*Text block*.
____________
SIMON BROWN: I’m chatting now with Deryck Janse van Rensburg from Anchor Capital. Deryck, morning. I appreciate your time after the long weekend. There are two points I want to touch on this morning. Firstly, we’ve seen the results largely come through for the December year-end for companies on the JSE: South African Inc results, our retailers and the like – how are they? My sense is [they’re] not a bad set of results, considering we had a pandemic last year. I think they mostly came out perhaps better than expected.

DERYCK JANSE VAN RENSBURG: Morning, Simon. I think that’s really what it’s all about. As we chatted before on the news, obviously the lower-based effect that’s [going into a lot of these] prices at the moment. But just coming out of the back end of obviously the last year, and coming into where we are now at this stage of the game, I think a lot of companies have thinned out costs and taken a lot of emphasis on the stuff that they can control, and you are sitting in a position where these companies are doing okay at this point in time.

So obviously we are seeing some …… in the Shoprites and things like that which have obviously bounced. But I think it’s commendable results that we’ve seen out of a lot of the JSE-listed companies at this stage of the game.

SIMON BROWN: I liked your point there around thinned out costs. Almost in the same sense – and it’s a bit perverse (that) it took a pandemic – the companies that really attacked their cost bases during 2020 are going to be better companies in the years ahead because of that improved cost base. Some of them have got rid of non-core assets or non-performing assets, and ultimately they really are going to be better looking.
____________
*Assignment 1*.
Repeat a passage from the interview on JSE company results word for word, beginning at the words "DERYCK JANSE VAN RENSBURG: Morning, Simon." and stopping after "of the game.".
*Assignment 2*.
Carry on the interview on JSE company results from the point where it stops.
You can ignore the items that come next.

[Data items]
____________
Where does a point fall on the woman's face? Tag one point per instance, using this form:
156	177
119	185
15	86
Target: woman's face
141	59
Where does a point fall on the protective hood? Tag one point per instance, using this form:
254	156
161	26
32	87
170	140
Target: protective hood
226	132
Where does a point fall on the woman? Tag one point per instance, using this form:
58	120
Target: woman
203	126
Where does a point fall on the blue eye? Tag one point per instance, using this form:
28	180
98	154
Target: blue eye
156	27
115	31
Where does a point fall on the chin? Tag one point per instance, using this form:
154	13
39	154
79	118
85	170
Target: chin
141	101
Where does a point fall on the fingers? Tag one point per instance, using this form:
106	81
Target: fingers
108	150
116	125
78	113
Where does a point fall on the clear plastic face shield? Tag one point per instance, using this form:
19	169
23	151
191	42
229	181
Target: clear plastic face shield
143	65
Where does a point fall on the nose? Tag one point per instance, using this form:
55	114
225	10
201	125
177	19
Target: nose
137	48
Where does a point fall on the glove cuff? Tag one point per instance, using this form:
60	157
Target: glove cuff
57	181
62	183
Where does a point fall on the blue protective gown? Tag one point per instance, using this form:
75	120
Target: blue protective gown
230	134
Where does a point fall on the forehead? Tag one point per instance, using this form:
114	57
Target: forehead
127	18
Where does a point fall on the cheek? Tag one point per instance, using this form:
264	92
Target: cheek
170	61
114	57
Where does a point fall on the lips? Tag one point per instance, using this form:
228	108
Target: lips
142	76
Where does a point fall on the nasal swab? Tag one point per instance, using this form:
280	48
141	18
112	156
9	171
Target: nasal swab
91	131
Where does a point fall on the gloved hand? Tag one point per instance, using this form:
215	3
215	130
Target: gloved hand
____________
*Your response 1*.
DERYCK JANSE VAN RENSBURG: Morning, Simon. I think that’s really what it’s all about. As we chatted before on the news, obviously the lower-based effect that’s [going into a lot of these] prices at the moment. But just coming out of the back end of obviously the last year, and coming into where we are now at this stage of the game, I think a lot of companies have thinned out costs and taken a lot of emphasis on the stuff that they can control, and you are sitting in a position where these companies are doing okay at this point in time.

So obviously we are seeing some …… in the Shoprites and things like that which have obviously bounced. But I think it’s commendable results that we’ve seen out of a lot of the JSE-listed companies at this stage of the game.

*Your response 2*.
DERYCK JANSE VAN RENSBURG: Absolutely. And I think that’s the position we’re in at the moment – is somewhat of a leverage effect that starts to plough from this point on, where there has obviously been a very tough economic environment that we been through. We all know there is the stuff that you can control: we’ve obviously cut the costs and now you get some kind of pent-up demand, some kind of consumer demand, economic growth. Even if it’s slight, you start to see the effects of how you’ve actually really streamlined these businesses and what that earnings impact is. A small movement in the needle makes a huge difference to the bottom line at the end of the day.

So for the first time in a long time I’ve been quite positive about a lot of the SA-listed businesses and you’ve seen that in the share prices where they’ve started to deliver a degree of return.

And I think that they’re well positioned for a very tough economic environment to get the backdrop for a bit of economic growth and a bit of, as I said, pent-up demand – and you start to see the needle move quite significantly.

SIMON BROWN: Yes, we have seen some moves – and the base effect – we’ve certainly seen those moves. The one space which maybe is still having a bit of a tough time, although some of the prices have been moving, is the leisure space. We’ve seen City Lodge really starting to move again. This is in part base effect. Is leisure perhaps the one sector where we are maybe jumping a little early, or is it a case of starting to position ourselves? It might be late this year or even early next before we start seeing the earnings come through.

DERYCK JANSE VAN RENSBURG: I think leisure is a bit different. I think we need to accept the fact that the world has changed and the ways that we move, how we live and how we stay in accommodation is obviously a very different place at the moment. And if a meeting can be done by digital platforms, then people will choose do that.

So I think there’s going to be a bit of a lagged effect within the tourism leisure space, whether it’s for business or pleasure. I think that is going to be a little bit of a lag-effect, a cautious approach as we move to the later part of this year, and as we start to see vaccine rollouts come into effect.

So I’m not that excited about the leisure and hotel stocks, or even property stocks at this point in time.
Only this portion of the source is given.